DOCUMENT EXTRACT -
==*==
A stroke occurs when the supply of blood to the brain is either interrupted or reduced. When this happens, the brain does not get enough oxygen or nutrients, and brain cells start to die. Stroke is one of the leading causes of death around the world, according to WHO in 2012. Once someone survives from stroke, he/she will experience some problems with vision, balancing, breathing, swallowing and sensation. There are three main types of stroke: transient ischemic attack, ischemic stroke, and hemorrhagic stroke. It’s estimated that 87 percent of strokes are ischemic.
Ischemic stroke. An ischemic stroke occurs when a blood clot keeps blood from flowing to your brain. Treatment starts with drugs that break down clots and prevent others from forming.
Hemorrhagic stroke. A hemorrhagic stroke results when a blood vessel in your brain ruptures or breaks, spilling blood into the surrounding tissues. Treatment can begin with drugs given to reduce the pressure in the brain, control overall blood pressure, prevent seizures and prevent sudden constrictions of blood vessels.
The National Stroke Association recommends the FAST method to help identify the warning signs of a stroke:
- Face: When you smile, does one side of your face droop?
- Arms: When you raise both arms, does one arm drift down?
- Speech: Is your speech slurred? Are you having trouble talking?
==*==
THE TASK -
According to the text on stroke, what share of strokes is estimated to be ischemic?

STUDY MATERIAL -
==*==
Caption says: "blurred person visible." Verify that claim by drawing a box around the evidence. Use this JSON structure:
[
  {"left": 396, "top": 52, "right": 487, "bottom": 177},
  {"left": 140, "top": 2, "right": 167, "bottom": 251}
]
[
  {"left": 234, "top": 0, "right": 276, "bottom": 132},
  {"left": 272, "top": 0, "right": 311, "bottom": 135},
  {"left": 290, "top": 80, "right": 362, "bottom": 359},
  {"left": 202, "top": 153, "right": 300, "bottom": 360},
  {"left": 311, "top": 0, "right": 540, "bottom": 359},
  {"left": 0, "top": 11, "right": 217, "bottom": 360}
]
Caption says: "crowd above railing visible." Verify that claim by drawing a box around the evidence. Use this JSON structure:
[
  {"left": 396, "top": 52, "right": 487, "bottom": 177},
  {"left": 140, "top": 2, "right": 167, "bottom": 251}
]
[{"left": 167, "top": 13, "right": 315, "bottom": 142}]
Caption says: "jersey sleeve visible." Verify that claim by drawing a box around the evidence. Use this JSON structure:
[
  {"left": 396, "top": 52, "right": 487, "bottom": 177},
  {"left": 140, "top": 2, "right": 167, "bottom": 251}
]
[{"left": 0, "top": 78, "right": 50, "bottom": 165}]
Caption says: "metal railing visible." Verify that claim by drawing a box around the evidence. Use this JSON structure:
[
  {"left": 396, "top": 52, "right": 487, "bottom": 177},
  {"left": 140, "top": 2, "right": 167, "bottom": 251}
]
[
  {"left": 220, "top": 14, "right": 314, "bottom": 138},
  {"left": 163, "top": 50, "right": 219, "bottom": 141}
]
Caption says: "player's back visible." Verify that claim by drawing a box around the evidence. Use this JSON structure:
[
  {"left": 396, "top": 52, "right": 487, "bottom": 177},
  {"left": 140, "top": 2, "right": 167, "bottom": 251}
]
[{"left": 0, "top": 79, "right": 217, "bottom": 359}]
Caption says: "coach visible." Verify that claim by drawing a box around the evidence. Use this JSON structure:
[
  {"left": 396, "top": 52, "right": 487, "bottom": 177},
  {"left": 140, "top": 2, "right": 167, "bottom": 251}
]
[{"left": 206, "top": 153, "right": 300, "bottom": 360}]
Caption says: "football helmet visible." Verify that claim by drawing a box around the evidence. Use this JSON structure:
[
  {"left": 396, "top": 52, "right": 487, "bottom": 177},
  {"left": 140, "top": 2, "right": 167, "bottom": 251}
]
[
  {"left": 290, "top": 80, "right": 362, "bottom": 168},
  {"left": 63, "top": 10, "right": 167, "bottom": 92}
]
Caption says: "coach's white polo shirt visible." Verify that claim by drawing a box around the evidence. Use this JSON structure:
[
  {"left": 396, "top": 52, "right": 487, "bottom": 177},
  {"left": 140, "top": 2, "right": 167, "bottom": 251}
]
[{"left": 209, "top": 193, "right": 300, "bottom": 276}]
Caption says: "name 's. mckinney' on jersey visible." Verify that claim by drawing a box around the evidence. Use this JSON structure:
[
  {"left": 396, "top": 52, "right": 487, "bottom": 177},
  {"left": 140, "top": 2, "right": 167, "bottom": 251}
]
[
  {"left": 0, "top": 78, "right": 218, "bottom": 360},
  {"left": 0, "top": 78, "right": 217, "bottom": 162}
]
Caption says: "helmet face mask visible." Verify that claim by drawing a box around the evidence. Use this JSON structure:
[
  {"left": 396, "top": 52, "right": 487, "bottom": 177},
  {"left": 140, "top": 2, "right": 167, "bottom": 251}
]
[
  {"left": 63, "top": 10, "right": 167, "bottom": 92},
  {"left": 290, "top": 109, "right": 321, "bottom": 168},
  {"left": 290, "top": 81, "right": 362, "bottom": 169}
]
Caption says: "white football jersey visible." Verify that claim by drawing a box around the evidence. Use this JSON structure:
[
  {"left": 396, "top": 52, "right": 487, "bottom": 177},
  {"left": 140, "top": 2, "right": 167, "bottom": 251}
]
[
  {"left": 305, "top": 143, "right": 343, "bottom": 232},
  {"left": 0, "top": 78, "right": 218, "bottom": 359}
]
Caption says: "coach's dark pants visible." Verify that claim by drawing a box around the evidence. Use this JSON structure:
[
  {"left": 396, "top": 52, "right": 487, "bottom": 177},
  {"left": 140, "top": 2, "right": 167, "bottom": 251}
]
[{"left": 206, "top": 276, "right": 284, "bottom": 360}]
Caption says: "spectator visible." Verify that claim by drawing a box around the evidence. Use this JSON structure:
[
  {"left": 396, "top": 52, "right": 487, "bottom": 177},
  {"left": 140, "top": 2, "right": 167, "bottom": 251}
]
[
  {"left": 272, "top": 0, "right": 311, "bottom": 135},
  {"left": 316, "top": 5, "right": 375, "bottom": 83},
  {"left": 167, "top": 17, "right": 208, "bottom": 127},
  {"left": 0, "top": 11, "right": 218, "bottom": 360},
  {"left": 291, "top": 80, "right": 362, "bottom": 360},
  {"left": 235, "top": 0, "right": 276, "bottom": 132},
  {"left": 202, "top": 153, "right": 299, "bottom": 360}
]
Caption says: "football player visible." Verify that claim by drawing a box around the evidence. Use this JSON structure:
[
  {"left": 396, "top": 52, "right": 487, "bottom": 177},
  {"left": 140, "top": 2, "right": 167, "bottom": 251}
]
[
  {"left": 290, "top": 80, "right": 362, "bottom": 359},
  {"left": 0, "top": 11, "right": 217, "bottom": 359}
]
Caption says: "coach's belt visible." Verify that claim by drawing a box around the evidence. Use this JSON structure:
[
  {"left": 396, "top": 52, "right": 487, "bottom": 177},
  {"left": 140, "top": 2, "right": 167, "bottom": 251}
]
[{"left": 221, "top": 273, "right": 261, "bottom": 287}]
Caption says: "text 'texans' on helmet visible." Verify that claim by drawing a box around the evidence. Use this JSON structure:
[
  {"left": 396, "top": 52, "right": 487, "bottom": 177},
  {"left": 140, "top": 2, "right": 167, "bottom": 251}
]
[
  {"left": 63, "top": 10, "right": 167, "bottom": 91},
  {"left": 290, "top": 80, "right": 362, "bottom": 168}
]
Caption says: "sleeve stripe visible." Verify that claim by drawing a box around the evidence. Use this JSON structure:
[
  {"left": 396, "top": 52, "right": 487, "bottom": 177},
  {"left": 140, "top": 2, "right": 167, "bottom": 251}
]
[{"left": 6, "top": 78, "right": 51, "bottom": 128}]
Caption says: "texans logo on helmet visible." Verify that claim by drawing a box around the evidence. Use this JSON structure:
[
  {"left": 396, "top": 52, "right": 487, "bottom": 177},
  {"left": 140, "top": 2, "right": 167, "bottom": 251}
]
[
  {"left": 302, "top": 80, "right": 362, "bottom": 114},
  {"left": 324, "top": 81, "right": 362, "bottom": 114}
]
==*==
REPLY TO THE TASK -
An estimated 87 percent of strokes are ischemic.